▸ Objective
Write out the records below, starting at the line containing "Could you identify the side mirror" and ending at the end of the records, putting "wing mirror" in place of "side mirror" and leaving everything else unchanged.
### Data entries
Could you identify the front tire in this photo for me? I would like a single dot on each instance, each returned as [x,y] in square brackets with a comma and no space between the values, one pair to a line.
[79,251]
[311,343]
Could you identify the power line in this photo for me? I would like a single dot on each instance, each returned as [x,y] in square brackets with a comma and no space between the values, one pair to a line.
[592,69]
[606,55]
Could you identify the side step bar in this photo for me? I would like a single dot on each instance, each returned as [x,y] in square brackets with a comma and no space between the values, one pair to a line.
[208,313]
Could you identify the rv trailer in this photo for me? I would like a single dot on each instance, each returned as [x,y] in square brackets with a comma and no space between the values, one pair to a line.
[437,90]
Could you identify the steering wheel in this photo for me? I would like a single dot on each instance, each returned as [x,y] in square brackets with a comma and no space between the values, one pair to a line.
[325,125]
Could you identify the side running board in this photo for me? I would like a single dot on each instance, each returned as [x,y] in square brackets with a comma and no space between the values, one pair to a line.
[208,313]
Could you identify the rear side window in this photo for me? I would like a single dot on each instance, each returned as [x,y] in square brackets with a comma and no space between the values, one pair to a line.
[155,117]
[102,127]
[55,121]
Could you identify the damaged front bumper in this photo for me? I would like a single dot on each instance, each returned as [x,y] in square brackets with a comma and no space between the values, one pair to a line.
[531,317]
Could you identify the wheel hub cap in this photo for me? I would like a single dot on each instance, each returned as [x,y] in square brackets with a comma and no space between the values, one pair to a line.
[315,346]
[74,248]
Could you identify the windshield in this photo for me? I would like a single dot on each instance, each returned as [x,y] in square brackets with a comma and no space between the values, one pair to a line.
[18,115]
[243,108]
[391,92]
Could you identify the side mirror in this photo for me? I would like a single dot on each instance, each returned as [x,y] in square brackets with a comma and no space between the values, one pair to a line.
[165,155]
######
▸ Solution below
Could you identify the wing mirror in this photo for me? I would like a single dot on each instance, each returned as [x,y] in square brackets with a comma and no space between the values, one pair to a line.
[165,155]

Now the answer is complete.